Saved data entries:
========================

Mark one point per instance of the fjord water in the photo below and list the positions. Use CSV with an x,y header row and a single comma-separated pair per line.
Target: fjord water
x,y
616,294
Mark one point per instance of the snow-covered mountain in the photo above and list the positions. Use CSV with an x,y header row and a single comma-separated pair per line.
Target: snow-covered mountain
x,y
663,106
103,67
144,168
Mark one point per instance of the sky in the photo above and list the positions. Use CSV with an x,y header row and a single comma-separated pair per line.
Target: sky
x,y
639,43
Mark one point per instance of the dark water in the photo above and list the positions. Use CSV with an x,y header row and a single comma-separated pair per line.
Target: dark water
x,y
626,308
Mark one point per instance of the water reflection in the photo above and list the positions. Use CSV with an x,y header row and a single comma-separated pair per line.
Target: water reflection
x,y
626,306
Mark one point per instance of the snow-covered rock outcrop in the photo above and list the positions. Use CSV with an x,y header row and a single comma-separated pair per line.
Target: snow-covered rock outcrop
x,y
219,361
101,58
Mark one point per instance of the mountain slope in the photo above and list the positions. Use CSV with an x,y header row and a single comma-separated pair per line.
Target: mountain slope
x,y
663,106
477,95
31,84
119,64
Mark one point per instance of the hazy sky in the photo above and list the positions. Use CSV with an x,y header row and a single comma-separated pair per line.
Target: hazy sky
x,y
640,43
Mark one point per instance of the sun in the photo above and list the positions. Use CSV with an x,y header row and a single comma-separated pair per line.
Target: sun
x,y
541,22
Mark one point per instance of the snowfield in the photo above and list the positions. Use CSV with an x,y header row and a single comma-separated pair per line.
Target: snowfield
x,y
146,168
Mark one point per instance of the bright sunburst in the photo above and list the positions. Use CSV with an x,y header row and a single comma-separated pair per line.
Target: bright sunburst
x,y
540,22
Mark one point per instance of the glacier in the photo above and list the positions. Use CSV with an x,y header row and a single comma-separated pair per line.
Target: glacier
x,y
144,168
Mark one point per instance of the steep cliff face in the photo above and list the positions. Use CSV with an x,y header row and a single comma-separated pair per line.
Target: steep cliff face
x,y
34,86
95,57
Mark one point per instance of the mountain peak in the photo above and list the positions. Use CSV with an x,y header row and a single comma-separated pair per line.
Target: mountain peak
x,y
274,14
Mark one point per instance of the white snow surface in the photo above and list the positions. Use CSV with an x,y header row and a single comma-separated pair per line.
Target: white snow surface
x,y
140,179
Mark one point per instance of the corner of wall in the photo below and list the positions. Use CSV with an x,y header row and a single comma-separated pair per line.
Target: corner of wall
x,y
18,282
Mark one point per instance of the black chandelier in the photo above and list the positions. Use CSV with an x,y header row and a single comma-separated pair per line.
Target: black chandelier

========================

**Set task**
Please rewrite all of the data above, putting "Object" wherever "Target" appears and leaving everything else as it is.

**Task answer**
Mark one point per instance of the fjord water in the photo below and list the positions. Use CSV with an x,y header row and a single comma-separated pair per line.
Object: fjord water
x,y
616,294
Mark one point per instance of the snow-covered mountain in the photo above and list the positions. Use CSV with an x,y header row and a single comma-separated pair per line.
Object: snow-covered mountain
x,y
663,106
103,67
144,168
Mark one point per instance of the sky in the photo above and list the positions. Use CSV with an x,y header row and a single comma-separated pair per line.
Object: sky
x,y
639,43
Mark one point per instance of the dark water in the photo above and list the positions. Use CSV with an x,y header row and a single comma-separated pair per line.
Object: dark water
x,y
626,308
Mark one point per instance of the water reflection in the photo above and list the positions. Use CSV with an x,y header row and a single comma-separated pair per line.
Object: water reflection
x,y
626,306
Mark one point per instance of the snow-covered rock outcrop in the photo above and list the positions. Use CSV with an x,y header row and a single comma-separated pair per line.
Object: snow-covered rock outcrop
x,y
219,361
101,58
Mark one point per instance of the mountain slope in the photo above and list the positions. Use CSV with an x,y header row and a single comma-separated pair per line.
Object: mountain slope
x,y
663,106
477,95
31,84
119,64
Mark one point per instance of the hazy sky in the photo above and list the positions. Use CSV with an x,y header row and a single comma-separated pair per line.
Object: hazy sky
x,y
640,43
Mark one point per instance of the sun in the photo above and list the positions. Use CSV with an x,y header row and a single comma-separated pair per line.
Object: sun
x,y
541,22
Mark one point per instance of the snowfield in the photo above and list the positions. Use CSV with an x,y header row and a single comma-separated pair per line.
Object: snowfield
x,y
146,168
Mark one point per instance of the bright sunburst in the photo above and list the positions. Use CSV with an x,y header row and a single comma-separated pair per line.
Object: bright sunburst
x,y
540,22
Mark one point per instance of the glacier in the photo above and list the positions. Use CSV with an x,y header row and a single comma-separated pair per line.
Object: glacier
x,y
144,168
Mark one point per instance of the steep cliff face in the photo above and list the positions. Use CSV with an x,y header row and a single comma-separated pair per line.
Object: steep cliff face
x,y
34,86
95,57
Mark one point per instance of the mountain peak in the photo above and list the positions. Use CSV with an x,y header row and a single comma-separated pair per line.
Object: mountain peak
x,y
274,14
Mark one point per instance of the white snow surface in the photo above and list the positions. Use CSV with an x,y header row and a single comma-separated pair per line.
Object: white snow surface
x,y
140,179
Mark one point per instance of the corner of wall in the photo below and list the positions. Use CSV with an x,y header row and a single comma-separated pair per line.
Object: corner of wall
x,y
18,282
Mark one point per instance of the black chandelier in the photo above and list the positions. Use CSV with an x,y header row and a single comma-separated pair per line.
Object: black chandelier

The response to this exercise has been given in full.